-- Begin SOURCE TEXT --

TELL HN: Post your ideas - hajrice

I have a lot of ideas, some of which are validated, some aren't. But a lot of them represent a good opportunity in my opinion.<p>Post your idea which you'd like built but dont have time.
======
hajrice
\- Design editor on teh go. You upload ur PSD, and u can edit the psd with ur
team like select a portion of the image, insert text and save.

\- WhatWill5DollarsGetMe.com - A very simple(without login) way for people to
submit what $5 will get them around the globe.

\- Groupon but for deals which will make a loved one remember you /
relationship building tool. Like Manpacks or

\- Replica of MacHeist, using their previous deals. FOr instance, what was for
them in December you do in January or February, etc.

\- A better google analytics tool which focuses on sales and SaaS websites

\- Something to do with all the emails at <http://www.skymem.com/>

\- business dashboard

\- awebder.com competitor …. see use of it here: <http://mixergy.com/dane-
maxwell-zannee-interview/> at 25:00 minute

\- turbotax alternative for small businesses / entrepreneurs / consumers

\- replica of salesforce chatter(BIG market, proven idea, easy to build)

-- End SOURCE TEXT --
-- Begin DATA SECTION --

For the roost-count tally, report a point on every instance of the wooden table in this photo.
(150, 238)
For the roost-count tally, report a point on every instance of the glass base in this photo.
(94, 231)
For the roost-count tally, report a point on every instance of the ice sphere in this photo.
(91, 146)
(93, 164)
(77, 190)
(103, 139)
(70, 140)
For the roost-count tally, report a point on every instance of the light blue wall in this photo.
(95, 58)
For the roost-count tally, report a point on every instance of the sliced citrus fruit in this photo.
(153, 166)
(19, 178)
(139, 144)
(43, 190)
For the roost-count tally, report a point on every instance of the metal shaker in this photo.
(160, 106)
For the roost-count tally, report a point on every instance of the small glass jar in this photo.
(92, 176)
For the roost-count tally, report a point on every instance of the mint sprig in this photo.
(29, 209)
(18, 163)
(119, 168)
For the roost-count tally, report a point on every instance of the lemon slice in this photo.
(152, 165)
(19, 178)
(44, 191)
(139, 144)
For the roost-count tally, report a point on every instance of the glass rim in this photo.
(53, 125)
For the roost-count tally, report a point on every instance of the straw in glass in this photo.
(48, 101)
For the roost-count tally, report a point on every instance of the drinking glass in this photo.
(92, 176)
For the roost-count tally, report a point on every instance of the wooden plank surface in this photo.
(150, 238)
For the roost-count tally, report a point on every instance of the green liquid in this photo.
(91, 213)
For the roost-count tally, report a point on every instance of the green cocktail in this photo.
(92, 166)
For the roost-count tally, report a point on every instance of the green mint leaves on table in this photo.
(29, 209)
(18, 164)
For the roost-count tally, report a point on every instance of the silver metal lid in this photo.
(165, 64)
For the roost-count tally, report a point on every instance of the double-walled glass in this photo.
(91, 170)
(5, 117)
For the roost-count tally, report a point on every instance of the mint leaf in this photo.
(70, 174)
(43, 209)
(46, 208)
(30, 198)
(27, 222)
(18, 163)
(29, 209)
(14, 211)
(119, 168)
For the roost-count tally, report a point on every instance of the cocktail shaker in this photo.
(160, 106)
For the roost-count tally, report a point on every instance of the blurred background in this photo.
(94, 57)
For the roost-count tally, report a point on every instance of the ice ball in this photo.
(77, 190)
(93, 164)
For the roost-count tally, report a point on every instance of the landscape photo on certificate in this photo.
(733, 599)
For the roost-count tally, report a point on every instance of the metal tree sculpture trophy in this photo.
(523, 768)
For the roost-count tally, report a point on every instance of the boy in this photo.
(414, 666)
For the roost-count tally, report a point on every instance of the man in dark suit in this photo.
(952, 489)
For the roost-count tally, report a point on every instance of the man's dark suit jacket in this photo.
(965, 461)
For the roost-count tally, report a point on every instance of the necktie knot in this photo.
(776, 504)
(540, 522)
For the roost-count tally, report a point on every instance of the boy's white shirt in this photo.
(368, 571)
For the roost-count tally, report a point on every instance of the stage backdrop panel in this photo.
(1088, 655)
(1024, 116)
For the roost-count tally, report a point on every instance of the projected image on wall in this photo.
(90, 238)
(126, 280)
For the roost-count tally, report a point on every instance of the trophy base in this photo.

-- End DATA SECTION --

TASK REQUIREMENTS »
A – Pick out every line of the listing that contains the string "mint", treating uppercase and lowercase as different.
B – Extend the Hacker News thread of startup ideas past its final idea with a few more entries in the same style.
The startup-ideas thread and the listing have nothing to do with each other.

ANSWERS TO THE EXERCISES »
A –
For the roost-count tally, report a point on every instance of the mint sprig in this photo.
For the roost-count tally, report a point on every instance of the green mint leaves on table in this photo.
For the roost-count tally, report a point on every instance of the mint leaf in this photo.

B –
\- dropbox alternative which syncs in your Gdocs account. Price: one
time/monthly

\- dont make me think bulletpoints on the left and ur website on the right. u
enter ur website and boom, u get a UX checklist to see if ur website needs to
be worked on.

\- $5/month repo of PSDS from designers. Sorta like WooThemes

\- rails bootcamp seminar; learn rails in 7days at $299. <\-- Might be working
on this soon

\- cloud email parser(forward an entire email conversation and it returns
threads and removes the signature).

------
stray
Flying car.